__Task item__.
Transcribe exactly each line of the entries, from the opening line to the line with "# indicate a point on every instance of the green diesel", with both of those lines included.

__Raw data__.
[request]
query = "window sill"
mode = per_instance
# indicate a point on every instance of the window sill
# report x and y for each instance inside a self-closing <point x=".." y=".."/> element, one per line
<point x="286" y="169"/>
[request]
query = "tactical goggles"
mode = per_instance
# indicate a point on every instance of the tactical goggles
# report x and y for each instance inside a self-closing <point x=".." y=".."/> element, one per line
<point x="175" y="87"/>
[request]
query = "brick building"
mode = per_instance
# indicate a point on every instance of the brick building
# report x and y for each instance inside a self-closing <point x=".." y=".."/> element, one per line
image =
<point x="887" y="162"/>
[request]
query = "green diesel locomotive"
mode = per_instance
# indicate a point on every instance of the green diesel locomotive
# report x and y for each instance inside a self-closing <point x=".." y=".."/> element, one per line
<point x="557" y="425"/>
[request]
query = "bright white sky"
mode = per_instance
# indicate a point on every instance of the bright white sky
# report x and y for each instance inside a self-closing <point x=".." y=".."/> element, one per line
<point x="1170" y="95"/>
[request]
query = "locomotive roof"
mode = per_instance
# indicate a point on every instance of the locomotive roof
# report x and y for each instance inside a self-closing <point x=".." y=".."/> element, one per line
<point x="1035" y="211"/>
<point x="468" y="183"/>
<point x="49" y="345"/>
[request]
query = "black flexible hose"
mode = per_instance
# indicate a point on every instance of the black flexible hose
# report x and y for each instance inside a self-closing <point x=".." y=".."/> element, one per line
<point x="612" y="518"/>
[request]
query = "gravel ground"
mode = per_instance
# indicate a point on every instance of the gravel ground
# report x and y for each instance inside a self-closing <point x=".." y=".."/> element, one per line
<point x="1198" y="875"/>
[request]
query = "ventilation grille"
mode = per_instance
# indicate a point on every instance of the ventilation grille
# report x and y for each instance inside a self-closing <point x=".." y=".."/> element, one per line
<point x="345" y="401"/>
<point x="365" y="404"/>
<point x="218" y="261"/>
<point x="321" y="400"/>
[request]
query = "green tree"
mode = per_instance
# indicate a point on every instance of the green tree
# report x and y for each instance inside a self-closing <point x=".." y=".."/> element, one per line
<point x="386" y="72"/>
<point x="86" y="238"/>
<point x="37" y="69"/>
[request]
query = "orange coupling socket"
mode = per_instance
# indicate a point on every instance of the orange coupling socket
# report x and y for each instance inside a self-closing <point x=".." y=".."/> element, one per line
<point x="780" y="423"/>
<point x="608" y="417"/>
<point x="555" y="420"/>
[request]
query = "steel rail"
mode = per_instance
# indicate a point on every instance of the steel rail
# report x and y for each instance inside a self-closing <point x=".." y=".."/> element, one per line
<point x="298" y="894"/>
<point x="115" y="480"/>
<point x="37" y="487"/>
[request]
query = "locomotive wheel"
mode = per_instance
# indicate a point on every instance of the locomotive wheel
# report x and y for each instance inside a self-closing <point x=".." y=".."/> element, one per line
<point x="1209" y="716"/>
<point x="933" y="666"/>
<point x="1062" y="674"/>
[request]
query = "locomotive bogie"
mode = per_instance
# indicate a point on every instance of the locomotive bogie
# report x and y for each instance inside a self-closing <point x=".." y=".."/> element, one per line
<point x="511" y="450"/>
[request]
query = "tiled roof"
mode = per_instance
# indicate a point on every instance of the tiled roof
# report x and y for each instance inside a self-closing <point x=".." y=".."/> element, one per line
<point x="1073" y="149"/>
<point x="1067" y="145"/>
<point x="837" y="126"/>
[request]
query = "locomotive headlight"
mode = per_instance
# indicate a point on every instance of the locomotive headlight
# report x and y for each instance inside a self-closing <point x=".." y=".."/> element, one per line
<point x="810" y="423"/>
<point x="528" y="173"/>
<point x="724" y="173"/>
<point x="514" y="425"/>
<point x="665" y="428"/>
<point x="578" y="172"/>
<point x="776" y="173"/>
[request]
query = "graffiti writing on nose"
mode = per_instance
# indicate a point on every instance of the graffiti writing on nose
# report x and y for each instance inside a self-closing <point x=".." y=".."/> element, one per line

__Result of the exercise__.
[request]
query = "window sill"
mode = per_instance
# indicate a point on every instance of the window sill
# report x and y for each instance inside a self-closing <point x=".." y=".."/> element, one per line
<point x="286" y="169"/>
[request]
query = "tactical goggles"
mode = per_instance
# indicate a point on every instance of the tactical goggles
# report x and y for each instance inside a self-closing <point x=".." y=".."/> element, one per line
<point x="175" y="87"/>
[request]
query = "brick building"
mode = per_instance
# indicate a point on every instance of the brick building
# report x and y for each instance inside a self-closing <point x=".." y=".."/> element, one per line
image =
<point x="887" y="162"/>
[request]
query = "green diesel locomotive"
mode = per_instance
# indicate a point on every instance of the green diesel locomotive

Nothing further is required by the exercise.